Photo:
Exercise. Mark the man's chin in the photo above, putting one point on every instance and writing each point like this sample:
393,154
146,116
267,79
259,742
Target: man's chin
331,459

****************************************

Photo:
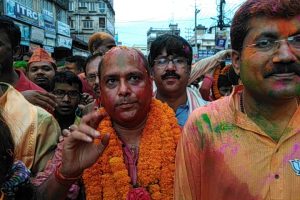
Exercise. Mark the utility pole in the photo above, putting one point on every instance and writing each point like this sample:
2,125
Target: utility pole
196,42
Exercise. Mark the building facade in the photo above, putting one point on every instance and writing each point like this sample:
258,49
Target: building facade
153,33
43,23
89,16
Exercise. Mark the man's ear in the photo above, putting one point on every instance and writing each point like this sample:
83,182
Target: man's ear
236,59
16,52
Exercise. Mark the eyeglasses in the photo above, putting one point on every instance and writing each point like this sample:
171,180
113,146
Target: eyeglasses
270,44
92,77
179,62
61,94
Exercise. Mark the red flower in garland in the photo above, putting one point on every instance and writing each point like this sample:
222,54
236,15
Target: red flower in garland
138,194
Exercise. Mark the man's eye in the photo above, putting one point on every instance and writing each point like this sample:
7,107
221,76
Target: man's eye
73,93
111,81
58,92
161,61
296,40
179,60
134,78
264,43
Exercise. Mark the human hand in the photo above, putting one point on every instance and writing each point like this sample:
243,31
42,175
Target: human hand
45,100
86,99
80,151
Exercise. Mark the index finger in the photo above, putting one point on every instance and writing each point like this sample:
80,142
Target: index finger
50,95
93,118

****************************************

• **TASK DETAILS**:
Which lines of the records above contain the string "flower"? Copy out each of those lines, treating uppercase and lowercase letters as different.

• **FINISHED TASK**:
Exercise. Mark the red flower in garland in the photo above, putting one point on every instance and writing each point like this sample:
Target: red flower in garland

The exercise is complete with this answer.